提示された文章:
* * * *
抵抗を意味するフランス語。ここでは、第二次世界大戦において枢軸国の占領下に置かれた諸国における抵抗運動をさす。それは各地に起こったが、とくにフランスでは、早くから「レジスタンス」を名のる組織が現れただけでなく、運動は多様な展開を示し、フランスの解放に大きな役割を果たした。また占領下において、のちにレジスタンス文学とよばれるようになる詩や小説などの作品が生み出され、戦後の思想動向にも影響を与えた。こうして、レジスタンスというフランス語は、諸国の抵抗運動を広くさすことばとして用いられるようになった。事実、このような抵抗運動が各地で展開されたことは、第二次大戦の際だった特徴をなしており、戦争の推移や、諸国の戦後政治のあり方にも、重大な意味をもった。なお、ドイツやイタリアでのヒトラーやムッソリーニの権力に抵抗する運動は、それぞれ自国の体制に対するものであるから、いちおうここでは除外して考え、また、アジアにおける日本の占領地支配に抗した運動は別の局面の問題として、ヨーロッパ方面に限定してみることにする。
* * * *
ポイント注釈データからの抜粋:
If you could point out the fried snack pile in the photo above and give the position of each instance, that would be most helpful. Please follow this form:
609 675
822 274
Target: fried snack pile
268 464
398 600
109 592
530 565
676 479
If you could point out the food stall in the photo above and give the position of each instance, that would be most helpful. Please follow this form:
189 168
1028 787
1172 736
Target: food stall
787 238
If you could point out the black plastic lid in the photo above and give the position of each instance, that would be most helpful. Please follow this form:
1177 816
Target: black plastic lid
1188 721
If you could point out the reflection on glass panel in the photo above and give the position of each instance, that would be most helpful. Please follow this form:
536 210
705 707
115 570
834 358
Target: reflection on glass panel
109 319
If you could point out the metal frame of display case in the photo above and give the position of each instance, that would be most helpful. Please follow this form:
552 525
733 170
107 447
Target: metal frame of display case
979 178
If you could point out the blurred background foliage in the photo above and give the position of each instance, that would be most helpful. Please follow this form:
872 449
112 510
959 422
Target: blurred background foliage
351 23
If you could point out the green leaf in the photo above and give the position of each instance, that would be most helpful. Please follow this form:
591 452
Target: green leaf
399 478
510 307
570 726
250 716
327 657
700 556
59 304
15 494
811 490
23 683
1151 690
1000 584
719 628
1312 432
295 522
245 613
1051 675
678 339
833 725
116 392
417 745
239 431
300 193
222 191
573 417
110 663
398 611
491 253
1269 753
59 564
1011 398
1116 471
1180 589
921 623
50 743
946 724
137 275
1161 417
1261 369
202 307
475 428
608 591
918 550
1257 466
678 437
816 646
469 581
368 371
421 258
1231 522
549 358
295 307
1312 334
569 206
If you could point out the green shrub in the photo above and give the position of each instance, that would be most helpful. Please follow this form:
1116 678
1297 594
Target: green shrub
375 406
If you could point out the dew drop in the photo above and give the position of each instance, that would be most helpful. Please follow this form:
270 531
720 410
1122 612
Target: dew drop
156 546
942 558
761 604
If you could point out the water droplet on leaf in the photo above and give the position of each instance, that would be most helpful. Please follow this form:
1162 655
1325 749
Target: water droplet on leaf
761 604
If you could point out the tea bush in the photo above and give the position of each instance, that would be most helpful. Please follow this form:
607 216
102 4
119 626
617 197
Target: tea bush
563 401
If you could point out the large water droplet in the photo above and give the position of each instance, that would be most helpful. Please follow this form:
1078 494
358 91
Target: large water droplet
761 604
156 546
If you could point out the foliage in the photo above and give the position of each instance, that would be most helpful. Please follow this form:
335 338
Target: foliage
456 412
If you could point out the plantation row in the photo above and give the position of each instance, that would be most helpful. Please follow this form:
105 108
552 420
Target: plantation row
* * * *
課題の内容: レジスタンスについての文章の最後の文に続けて、その先を書き進めよ。 これらの記録は、別の出典から取られたものである。

本課題の出力:
[加藤晴康]
1940年4~6月、ドイツ軍の進出とともに、敗北した諸国では、国王とその政府が曲がりなりにも43年まで存続し戦前の統治機構が比較的温存されたデンマークを除いて、ドイツ軍の占領ないしはそれに協力するファッショ的政権の支配下に置かれた。ノルウェーでは国王がイギリスに亡命して、親ナチスのクビスリングが権力を握り、オランダもまた女王とその政府はロンドンに亡命、ドイツ軍は、オランダ国家社会主義党のムッセルトAnton Adriaan Mussert(1894―1946)を押し立て、彼はやがて42年に国家指導者(ヒューラー)を名のる。ベルギーでは、国王レオポルド3世は国内にとどまったが、自らをドイツ軍の「捕虜」とみなしてそれへの協力を拒否、ピエルロ首相以下の閣僚がロンドンに逃れて、保持する軍事力をイギリス軍と協力させた。このように、戦争初期からロンドンには敗れた諸国の亡命政権が集中した。イギリスはこれを保護するだけでなく、亡命政権が本国の支持勢力との間に有するひそかなつながりなどを情報活動やさらには破壊工作などに活用すべく、経済戦争省の下に新たに特殊作戦部(SOE)を設置して協力させた。これらの活動は、抵抗運動の重要な一環を構成することとなる。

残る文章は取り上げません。